## Goal of the exercise
Rewrite all of the data below with every "Point out" swapped for "Show", changing nothing else, and leave the pictures out.
── Supplied data ──
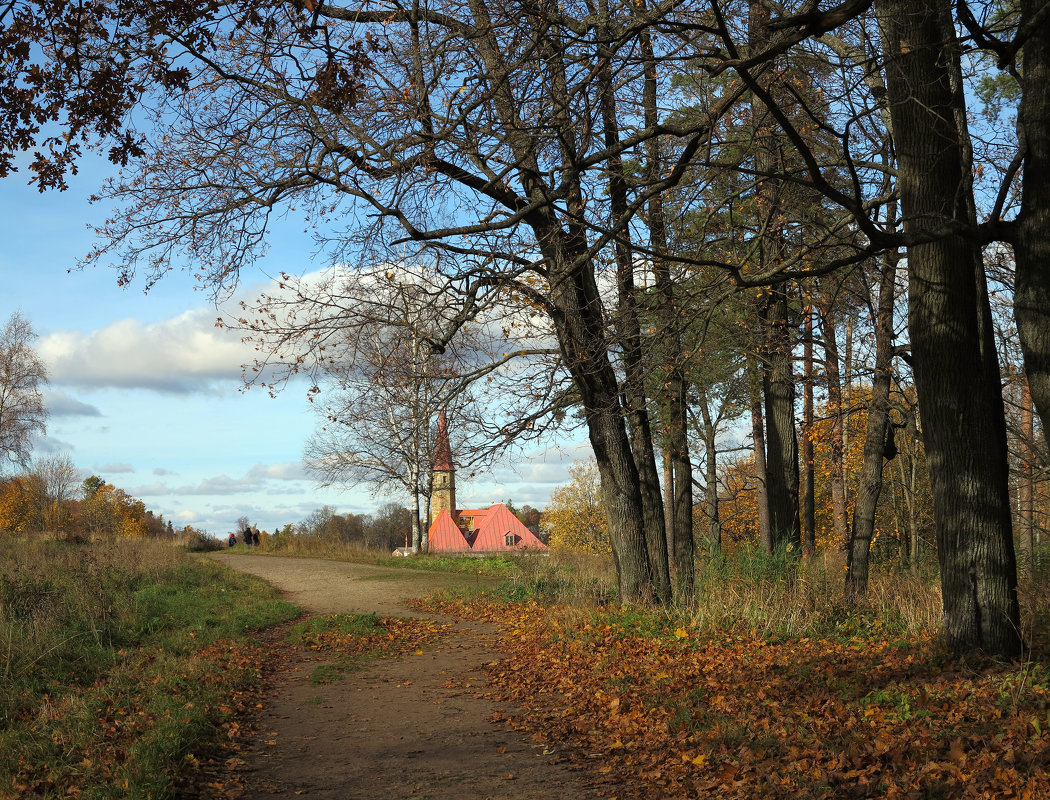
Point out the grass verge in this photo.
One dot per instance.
(768, 687)
(119, 661)
(313, 547)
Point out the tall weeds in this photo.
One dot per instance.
(117, 660)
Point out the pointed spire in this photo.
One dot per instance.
(442, 453)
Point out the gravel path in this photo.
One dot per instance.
(408, 728)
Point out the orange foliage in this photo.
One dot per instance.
(668, 714)
(738, 505)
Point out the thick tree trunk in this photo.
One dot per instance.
(711, 479)
(875, 440)
(781, 441)
(578, 316)
(1031, 245)
(674, 380)
(758, 447)
(959, 396)
(629, 332)
(778, 377)
(809, 487)
(1026, 495)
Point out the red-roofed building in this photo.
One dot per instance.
(492, 529)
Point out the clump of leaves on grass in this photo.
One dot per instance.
(121, 659)
(352, 637)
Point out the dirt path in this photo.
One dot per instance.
(408, 728)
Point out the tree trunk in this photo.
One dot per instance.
(836, 447)
(959, 395)
(1031, 245)
(781, 442)
(778, 378)
(579, 320)
(1026, 495)
(629, 332)
(875, 440)
(711, 479)
(758, 446)
(669, 322)
(668, 498)
(809, 488)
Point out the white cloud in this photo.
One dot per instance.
(288, 470)
(121, 468)
(182, 355)
(62, 404)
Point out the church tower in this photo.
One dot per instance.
(443, 495)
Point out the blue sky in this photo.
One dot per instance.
(146, 392)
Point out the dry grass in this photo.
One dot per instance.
(57, 596)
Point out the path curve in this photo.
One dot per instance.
(410, 728)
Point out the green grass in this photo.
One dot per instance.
(119, 660)
(315, 628)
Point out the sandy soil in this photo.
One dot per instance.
(408, 728)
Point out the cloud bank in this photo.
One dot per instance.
(180, 356)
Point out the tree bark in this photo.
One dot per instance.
(809, 483)
(959, 394)
(1026, 495)
(758, 446)
(1031, 245)
(711, 479)
(668, 319)
(579, 320)
(836, 448)
(629, 332)
(875, 440)
(778, 378)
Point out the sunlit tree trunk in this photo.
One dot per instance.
(956, 374)
(809, 501)
(828, 328)
(869, 486)
(1031, 243)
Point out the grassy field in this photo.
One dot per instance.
(770, 686)
(119, 661)
(123, 661)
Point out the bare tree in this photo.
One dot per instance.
(22, 376)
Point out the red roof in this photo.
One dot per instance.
(442, 453)
(496, 530)
(444, 537)
(501, 530)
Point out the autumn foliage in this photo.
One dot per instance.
(574, 518)
(656, 710)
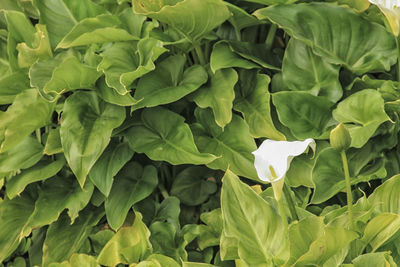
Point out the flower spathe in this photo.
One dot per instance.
(391, 10)
(273, 158)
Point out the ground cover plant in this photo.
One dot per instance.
(199, 133)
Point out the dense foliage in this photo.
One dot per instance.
(127, 130)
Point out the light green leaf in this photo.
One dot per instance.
(257, 53)
(43, 170)
(381, 228)
(253, 222)
(13, 216)
(314, 244)
(255, 107)
(223, 57)
(53, 143)
(61, 16)
(192, 18)
(22, 156)
(233, 146)
(128, 245)
(372, 47)
(63, 238)
(386, 196)
(241, 19)
(304, 114)
(132, 184)
(328, 174)
(374, 260)
(64, 194)
(123, 63)
(111, 96)
(365, 110)
(11, 85)
(109, 164)
(20, 30)
(39, 49)
(169, 82)
(163, 135)
(192, 187)
(302, 70)
(101, 29)
(28, 109)
(219, 94)
(87, 123)
(159, 260)
(62, 74)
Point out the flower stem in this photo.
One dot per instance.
(283, 215)
(271, 36)
(348, 188)
(277, 187)
(398, 57)
(290, 202)
(200, 55)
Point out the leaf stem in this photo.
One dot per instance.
(200, 54)
(269, 41)
(290, 202)
(38, 135)
(348, 188)
(238, 34)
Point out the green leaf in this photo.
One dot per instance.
(192, 186)
(111, 96)
(43, 170)
(128, 245)
(87, 123)
(62, 74)
(61, 16)
(328, 174)
(365, 110)
(101, 29)
(11, 85)
(241, 19)
(386, 196)
(28, 109)
(132, 184)
(380, 229)
(22, 156)
(53, 143)
(314, 244)
(256, 110)
(109, 164)
(304, 114)
(13, 216)
(192, 18)
(39, 49)
(123, 63)
(219, 94)
(163, 135)
(158, 260)
(302, 70)
(253, 222)
(169, 82)
(233, 146)
(20, 30)
(223, 57)
(64, 194)
(374, 259)
(372, 47)
(63, 238)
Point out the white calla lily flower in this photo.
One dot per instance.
(273, 158)
(391, 10)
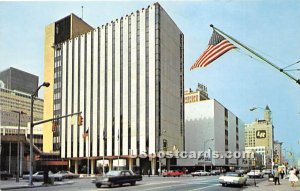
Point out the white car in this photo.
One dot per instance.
(255, 174)
(233, 178)
(39, 176)
(200, 173)
(267, 171)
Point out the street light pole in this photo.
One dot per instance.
(46, 84)
(204, 151)
(18, 149)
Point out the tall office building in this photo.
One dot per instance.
(259, 137)
(15, 79)
(55, 33)
(126, 77)
(210, 126)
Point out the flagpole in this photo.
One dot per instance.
(256, 54)
(118, 149)
(103, 170)
(88, 162)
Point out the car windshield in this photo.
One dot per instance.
(113, 173)
(233, 174)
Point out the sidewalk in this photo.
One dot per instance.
(12, 184)
(270, 186)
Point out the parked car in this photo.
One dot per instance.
(255, 174)
(5, 175)
(39, 176)
(241, 171)
(172, 173)
(115, 177)
(67, 174)
(200, 173)
(267, 171)
(233, 178)
(215, 172)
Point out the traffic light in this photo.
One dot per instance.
(54, 126)
(80, 120)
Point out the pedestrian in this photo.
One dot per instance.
(276, 176)
(282, 173)
(293, 178)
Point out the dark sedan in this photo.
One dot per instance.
(121, 177)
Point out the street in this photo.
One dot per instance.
(154, 183)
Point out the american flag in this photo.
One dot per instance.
(217, 46)
(86, 134)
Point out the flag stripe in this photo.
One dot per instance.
(215, 50)
(217, 46)
(216, 54)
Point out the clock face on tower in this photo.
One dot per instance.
(2, 85)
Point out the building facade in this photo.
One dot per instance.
(260, 133)
(12, 101)
(126, 77)
(15, 79)
(211, 127)
(278, 156)
(66, 28)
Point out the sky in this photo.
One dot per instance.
(236, 80)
───
## Task output
Show the grass verge in this photo.
One dot per instance.
(768, 687)
(119, 661)
(313, 547)
Show the tall weeds in this photo.
One dot per instance.
(117, 660)
Show the pointed spire in this photo.
One dot per instance.
(442, 453)
Show the gravel path in this photo.
One dot per instance.
(408, 728)
Show the orange foliage in this photo.
One dot per instance.
(668, 714)
(738, 505)
Show the thick tree trunk in this photo.
One dot per instance.
(711, 479)
(875, 440)
(781, 441)
(578, 316)
(1031, 245)
(674, 380)
(758, 447)
(959, 396)
(629, 332)
(778, 377)
(809, 487)
(1026, 495)
Show the red-roofed building in this photo.
One dot per instance.
(492, 529)
Show the clump of leaves on grass in this photo.
One dot per instance.
(121, 659)
(352, 637)
Show the dirt path in this photo.
One dot per instance.
(408, 728)
Show the tree trunk in this photo.
One dot per instance.
(836, 447)
(959, 395)
(1031, 245)
(781, 442)
(778, 378)
(579, 320)
(1026, 495)
(629, 332)
(875, 440)
(711, 479)
(758, 446)
(669, 322)
(668, 498)
(809, 488)
Show the white cloud in this photo.
One dot per instance.
(288, 470)
(121, 468)
(182, 355)
(62, 404)
Show the church tower in this photo.
One dot per instance.
(443, 495)
Show the blue sky in this photo.
One dot per instance.
(146, 392)
Show the dry grass in this photo.
One dot per instance.
(57, 596)
Show the path curve in this photo.
One dot per instance.
(410, 728)
Show the green grass in this photo.
One dot per instance.
(119, 660)
(315, 628)
Show the sandy soil in this photo.
One dot per instance.
(408, 728)
Show the cloud bank in this photo.
One dot per instance.
(180, 356)
Show the tree bark in this photo.
One dot per instance.
(809, 483)
(959, 394)
(1026, 495)
(758, 446)
(1031, 245)
(711, 479)
(668, 319)
(579, 320)
(836, 448)
(629, 332)
(875, 440)
(778, 378)
Show the sunlit tree trunk in this photo.
One dot per instance.
(956, 374)
(809, 501)
(828, 328)
(869, 486)
(1031, 243)
Show the grassy field in this photo.
One dot per instance.
(770, 686)
(119, 661)
(123, 661)
Show the bare tree in this photo.
One dot per instance.
(22, 376)
Show the red roof in this photo.
One dot per instance.
(442, 453)
(496, 530)
(444, 537)
(501, 530)
Show the autumn foliage in this photo.
One dot per instance.
(574, 518)
(656, 710)
Show the flower spathe in this photo.
One dot per instance.
(391, 10)
(273, 158)
Show the ground cover plant in this photo.
One dot per instance.
(199, 133)
Show the dense foliage in this photo.
One dot per instance.
(127, 130)
Show the light green leaf in this photo.
One dot per instance.
(257, 53)
(43, 170)
(381, 228)
(253, 222)
(13, 216)
(314, 244)
(255, 107)
(223, 57)
(53, 143)
(61, 16)
(192, 18)
(22, 156)
(233, 146)
(128, 245)
(372, 47)
(63, 238)
(386, 196)
(241, 19)
(304, 114)
(132, 184)
(328, 174)
(374, 260)
(64, 194)
(123, 63)
(111, 96)
(365, 110)
(11, 85)
(109, 164)
(20, 30)
(39, 49)
(169, 82)
(163, 135)
(192, 187)
(302, 70)
(101, 29)
(28, 109)
(219, 94)
(87, 123)
(159, 260)
(62, 74)
Show the flower stem in this photo.
One dot per instance.
(283, 215)
(271, 36)
(348, 188)
(277, 187)
(398, 57)
(290, 202)
(200, 55)
Show the leaf stem in this photo.
One dot per instance.
(200, 54)
(269, 41)
(290, 202)
(38, 135)
(348, 188)
(238, 34)
Show the green leaf in this photo.
One dot per instance.
(192, 186)
(111, 96)
(43, 170)
(128, 245)
(87, 123)
(62, 74)
(61, 16)
(328, 174)
(365, 110)
(101, 29)
(11, 85)
(241, 19)
(386, 196)
(28, 109)
(132, 184)
(380, 229)
(22, 156)
(53, 143)
(314, 244)
(256, 110)
(109, 164)
(304, 114)
(13, 216)
(192, 18)
(39, 49)
(123, 63)
(219, 94)
(163, 135)
(158, 260)
(302, 70)
(253, 222)
(169, 82)
(233, 146)
(20, 30)
(223, 57)
(64, 194)
(374, 259)
(372, 47)
(63, 238)
Show the white calla lily flower in this photo.
One dot per instance.
(273, 158)
(391, 10)
Show the white car in this photo.
One dot per instance.
(255, 174)
(233, 178)
(39, 176)
(200, 173)
(267, 171)
Show the street light pole in this photo.
One dot per instance.
(46, 84)
(204, 151)
(18, 149)
Show the tall office building in this photo.
One dot per instance.
(259, 137)
(15, 79)
(55, 33)
(126, 77)
(210, 126)
Show the flagpole in this photo.
One dot per instance.
(256, 54)
(118, 149)
(103, 170)
(88, 162)
Show the car windshield in this photo.
One dot per instance.
(113, 173)
(233, 174)
Show the sidewalk in this photo.
One dot per instance.
(12, 184)
(270, 186)
Show the parked car in this photo.
One dot per instance.
(255, 174)
(5, 175)
(39, 176)
(241, 171)
(172, 173)
(115, 177)
(67, 174)
(200, 173)
(267, 171)
(233, 178)
(215, 172)
Show the traffic light in this photo.
One dot per instance.
(54, 126)
(80, 120)
Show the pedestrian in this photo.
One dot per instance.
(276, 176)
(282, 173)
(293, 178)
Show the dark sedan in this photo.
One dot per instance.
(121, 177)
Show the street in this photo.
One dot per instance.
(154, 183)
Show the american flag in this photo.
One dot per instance.
(217, 46)
(86, 134)
Show the flag stripe in this photo.
One dot per instance.
(215, 50)
(217, 46)
(216, 54)
Show the clock face on tower in this photo.
One dot per instance.
(2, 85)
Show the building facade in this photo.
One dot per instance.
(260, 133)
(12, 101)
(126, 77)
(15, 79)
(211, 127)
(278, 156)
(66, 28)
Show the sky in this photo.
One dot per instance.
(236, 80)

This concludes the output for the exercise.